● **DATA**

--- start ---

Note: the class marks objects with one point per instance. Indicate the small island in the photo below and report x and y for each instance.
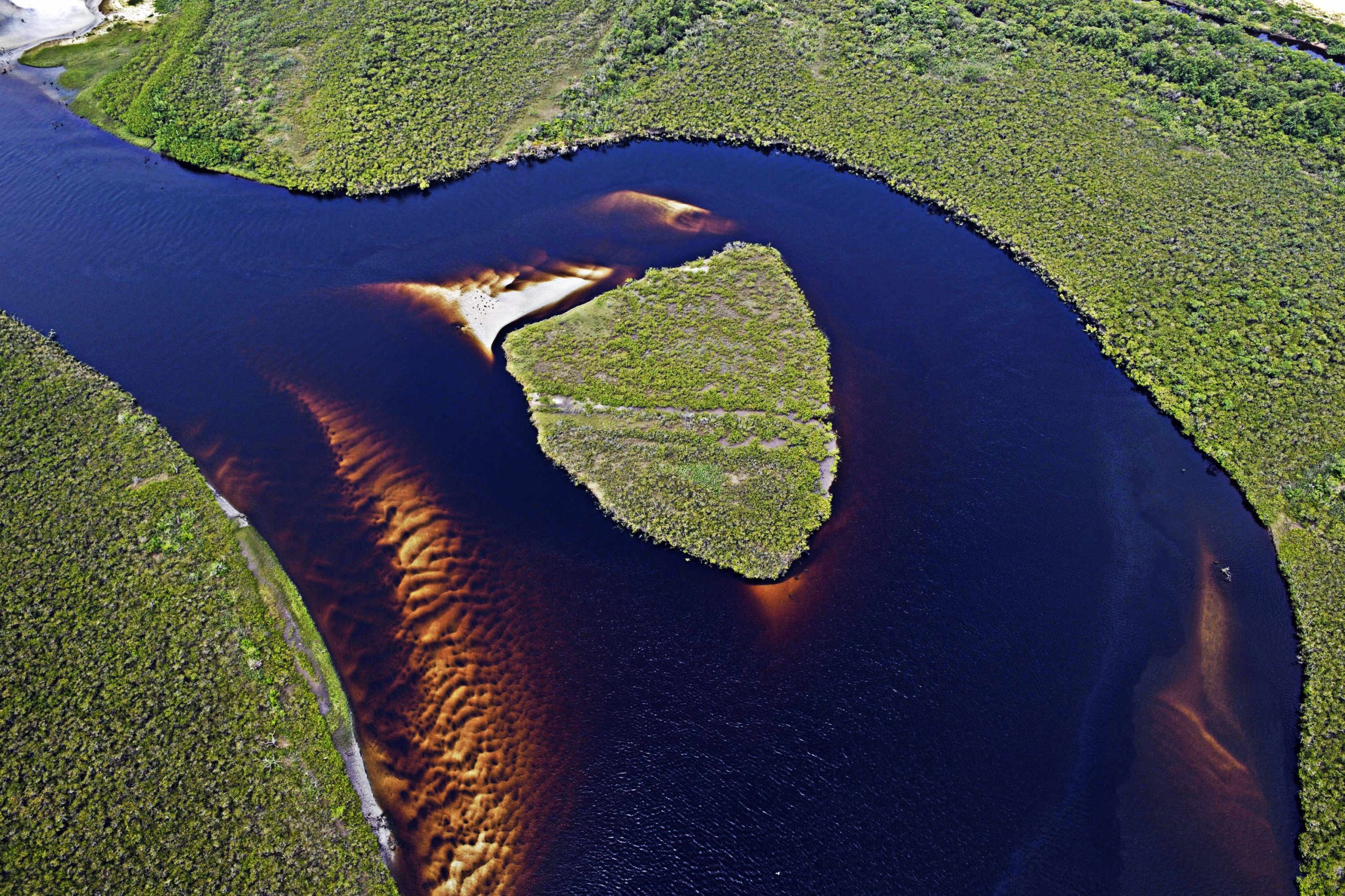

--- end ---
--- start ---

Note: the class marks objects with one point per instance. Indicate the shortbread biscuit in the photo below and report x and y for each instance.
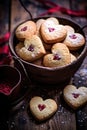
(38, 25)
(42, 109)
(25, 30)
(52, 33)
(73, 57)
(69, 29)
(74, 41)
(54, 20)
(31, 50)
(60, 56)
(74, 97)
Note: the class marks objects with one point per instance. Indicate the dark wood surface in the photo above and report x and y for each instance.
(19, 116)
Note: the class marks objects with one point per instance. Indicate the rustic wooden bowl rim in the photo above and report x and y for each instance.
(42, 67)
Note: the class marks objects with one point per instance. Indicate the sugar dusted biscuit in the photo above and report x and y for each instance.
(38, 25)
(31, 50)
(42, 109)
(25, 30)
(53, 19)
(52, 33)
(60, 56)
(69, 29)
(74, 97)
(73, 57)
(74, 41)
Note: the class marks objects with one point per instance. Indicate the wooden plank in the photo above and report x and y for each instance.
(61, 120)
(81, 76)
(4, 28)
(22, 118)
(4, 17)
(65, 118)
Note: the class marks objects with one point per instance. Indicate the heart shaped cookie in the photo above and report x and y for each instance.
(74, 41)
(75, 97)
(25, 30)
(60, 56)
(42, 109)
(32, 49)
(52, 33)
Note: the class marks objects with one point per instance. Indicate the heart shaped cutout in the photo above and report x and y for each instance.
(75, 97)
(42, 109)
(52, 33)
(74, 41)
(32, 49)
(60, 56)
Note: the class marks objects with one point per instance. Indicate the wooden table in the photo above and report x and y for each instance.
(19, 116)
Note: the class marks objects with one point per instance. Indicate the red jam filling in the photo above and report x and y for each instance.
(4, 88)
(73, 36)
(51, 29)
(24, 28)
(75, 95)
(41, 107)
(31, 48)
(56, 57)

--- end ---
--- start ---

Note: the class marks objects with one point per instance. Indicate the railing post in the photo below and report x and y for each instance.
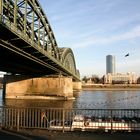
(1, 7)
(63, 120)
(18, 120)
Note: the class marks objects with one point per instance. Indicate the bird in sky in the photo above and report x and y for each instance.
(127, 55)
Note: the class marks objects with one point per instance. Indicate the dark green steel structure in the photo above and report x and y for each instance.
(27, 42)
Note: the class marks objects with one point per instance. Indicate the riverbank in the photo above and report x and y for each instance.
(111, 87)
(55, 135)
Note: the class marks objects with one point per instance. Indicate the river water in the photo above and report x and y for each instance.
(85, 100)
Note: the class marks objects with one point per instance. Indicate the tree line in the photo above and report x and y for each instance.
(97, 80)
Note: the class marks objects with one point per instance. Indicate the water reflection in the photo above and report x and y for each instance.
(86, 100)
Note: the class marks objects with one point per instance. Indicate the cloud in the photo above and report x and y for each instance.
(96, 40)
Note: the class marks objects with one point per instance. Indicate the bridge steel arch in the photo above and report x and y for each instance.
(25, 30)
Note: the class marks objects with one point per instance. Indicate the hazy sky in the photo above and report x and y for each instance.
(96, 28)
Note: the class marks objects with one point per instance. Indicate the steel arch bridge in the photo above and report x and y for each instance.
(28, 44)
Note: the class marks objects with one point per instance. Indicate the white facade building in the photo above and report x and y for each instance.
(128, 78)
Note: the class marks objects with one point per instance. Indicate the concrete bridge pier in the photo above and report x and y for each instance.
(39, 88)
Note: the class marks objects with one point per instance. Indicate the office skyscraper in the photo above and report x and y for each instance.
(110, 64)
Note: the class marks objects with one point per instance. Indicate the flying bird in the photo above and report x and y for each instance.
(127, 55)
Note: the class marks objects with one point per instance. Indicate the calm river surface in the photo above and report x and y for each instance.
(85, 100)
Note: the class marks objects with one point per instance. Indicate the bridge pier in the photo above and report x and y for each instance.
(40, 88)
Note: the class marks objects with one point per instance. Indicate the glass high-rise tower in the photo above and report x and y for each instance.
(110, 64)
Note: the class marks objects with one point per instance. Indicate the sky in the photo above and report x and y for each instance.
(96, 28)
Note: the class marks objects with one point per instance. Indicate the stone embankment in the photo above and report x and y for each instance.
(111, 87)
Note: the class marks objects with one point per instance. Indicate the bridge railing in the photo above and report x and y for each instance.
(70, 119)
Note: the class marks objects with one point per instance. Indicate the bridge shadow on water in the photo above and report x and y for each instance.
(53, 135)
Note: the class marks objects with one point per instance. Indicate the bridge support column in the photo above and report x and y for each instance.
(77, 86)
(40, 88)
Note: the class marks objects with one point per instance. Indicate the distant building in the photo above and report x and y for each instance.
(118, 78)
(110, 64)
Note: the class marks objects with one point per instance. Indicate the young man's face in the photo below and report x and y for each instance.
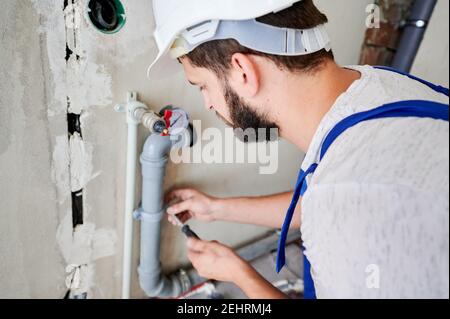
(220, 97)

--- end ---

● **EXERCISE DIRECTIONS**
Extract every line of the material above that contains the string "bird". Copy each such line in full.

● **RESULT OF THE EXERCISE**
Note: the class marks objects with one point per instance. Indicate the bird in sky in the photo above and report x and y for each instance.
Note: the class marks objects with one point per instance. Indicate the flying bird in the photo above and report x and y for each instance.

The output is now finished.